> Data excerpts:
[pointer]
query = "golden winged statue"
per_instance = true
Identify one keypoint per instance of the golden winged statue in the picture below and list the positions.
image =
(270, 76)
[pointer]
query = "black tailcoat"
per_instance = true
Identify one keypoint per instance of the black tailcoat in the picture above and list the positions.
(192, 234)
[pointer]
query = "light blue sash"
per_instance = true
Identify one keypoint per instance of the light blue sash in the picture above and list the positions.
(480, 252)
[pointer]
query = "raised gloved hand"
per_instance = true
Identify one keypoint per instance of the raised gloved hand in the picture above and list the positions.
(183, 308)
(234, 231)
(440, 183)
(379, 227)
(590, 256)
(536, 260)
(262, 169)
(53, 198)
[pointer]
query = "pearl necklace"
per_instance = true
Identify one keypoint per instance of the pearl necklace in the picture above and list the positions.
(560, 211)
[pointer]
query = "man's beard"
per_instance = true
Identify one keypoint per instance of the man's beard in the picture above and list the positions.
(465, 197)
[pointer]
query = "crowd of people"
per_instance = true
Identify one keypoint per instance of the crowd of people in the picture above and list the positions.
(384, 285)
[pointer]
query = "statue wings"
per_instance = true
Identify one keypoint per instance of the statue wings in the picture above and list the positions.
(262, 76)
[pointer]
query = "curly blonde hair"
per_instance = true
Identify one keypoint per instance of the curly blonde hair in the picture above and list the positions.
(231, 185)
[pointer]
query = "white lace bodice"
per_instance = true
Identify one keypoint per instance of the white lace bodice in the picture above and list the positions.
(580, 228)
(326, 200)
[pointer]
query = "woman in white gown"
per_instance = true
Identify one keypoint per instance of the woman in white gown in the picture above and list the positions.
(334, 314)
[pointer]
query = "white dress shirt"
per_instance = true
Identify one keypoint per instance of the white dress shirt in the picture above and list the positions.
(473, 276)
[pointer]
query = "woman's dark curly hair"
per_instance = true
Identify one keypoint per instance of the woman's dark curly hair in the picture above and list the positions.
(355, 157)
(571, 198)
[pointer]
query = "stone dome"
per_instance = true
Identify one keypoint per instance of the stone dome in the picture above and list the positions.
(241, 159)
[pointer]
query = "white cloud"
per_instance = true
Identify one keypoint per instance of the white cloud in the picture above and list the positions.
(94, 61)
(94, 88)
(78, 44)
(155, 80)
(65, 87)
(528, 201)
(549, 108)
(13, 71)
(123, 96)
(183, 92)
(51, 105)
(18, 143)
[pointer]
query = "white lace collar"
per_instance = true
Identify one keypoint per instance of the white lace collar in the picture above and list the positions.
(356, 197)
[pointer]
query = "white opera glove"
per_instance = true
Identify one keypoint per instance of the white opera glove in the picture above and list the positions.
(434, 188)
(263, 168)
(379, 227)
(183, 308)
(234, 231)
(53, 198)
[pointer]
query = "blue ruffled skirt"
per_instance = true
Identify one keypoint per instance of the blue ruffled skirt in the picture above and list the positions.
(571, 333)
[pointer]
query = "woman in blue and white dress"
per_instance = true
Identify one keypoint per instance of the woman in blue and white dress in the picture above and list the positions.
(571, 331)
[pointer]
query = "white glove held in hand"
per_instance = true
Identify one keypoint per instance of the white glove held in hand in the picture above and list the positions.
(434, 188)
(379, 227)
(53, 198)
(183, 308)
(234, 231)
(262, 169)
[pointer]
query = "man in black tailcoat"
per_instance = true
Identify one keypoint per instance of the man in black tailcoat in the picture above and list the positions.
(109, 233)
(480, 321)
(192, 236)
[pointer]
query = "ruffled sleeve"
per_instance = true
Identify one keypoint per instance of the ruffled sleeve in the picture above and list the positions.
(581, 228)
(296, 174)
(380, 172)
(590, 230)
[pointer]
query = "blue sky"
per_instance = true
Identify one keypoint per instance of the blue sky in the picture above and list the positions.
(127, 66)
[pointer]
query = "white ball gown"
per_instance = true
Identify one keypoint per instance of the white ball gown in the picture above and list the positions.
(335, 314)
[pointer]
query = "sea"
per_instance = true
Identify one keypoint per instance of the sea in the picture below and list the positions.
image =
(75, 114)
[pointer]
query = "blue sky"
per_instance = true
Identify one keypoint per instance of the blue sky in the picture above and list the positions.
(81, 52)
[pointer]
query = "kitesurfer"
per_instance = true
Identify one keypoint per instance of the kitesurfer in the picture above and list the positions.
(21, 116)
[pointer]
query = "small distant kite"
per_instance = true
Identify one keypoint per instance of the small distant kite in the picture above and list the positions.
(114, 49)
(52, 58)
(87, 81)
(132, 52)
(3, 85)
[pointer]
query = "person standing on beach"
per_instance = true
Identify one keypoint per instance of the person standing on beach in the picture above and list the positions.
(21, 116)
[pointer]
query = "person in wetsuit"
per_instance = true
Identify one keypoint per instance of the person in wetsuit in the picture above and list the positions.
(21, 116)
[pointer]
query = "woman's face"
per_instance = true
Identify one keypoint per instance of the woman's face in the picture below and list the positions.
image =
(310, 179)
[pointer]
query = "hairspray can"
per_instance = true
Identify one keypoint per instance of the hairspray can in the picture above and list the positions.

> Work request:
Would you count the lines in the entries that hold "face" and reply with only the count?

> Solution to this exercise:
2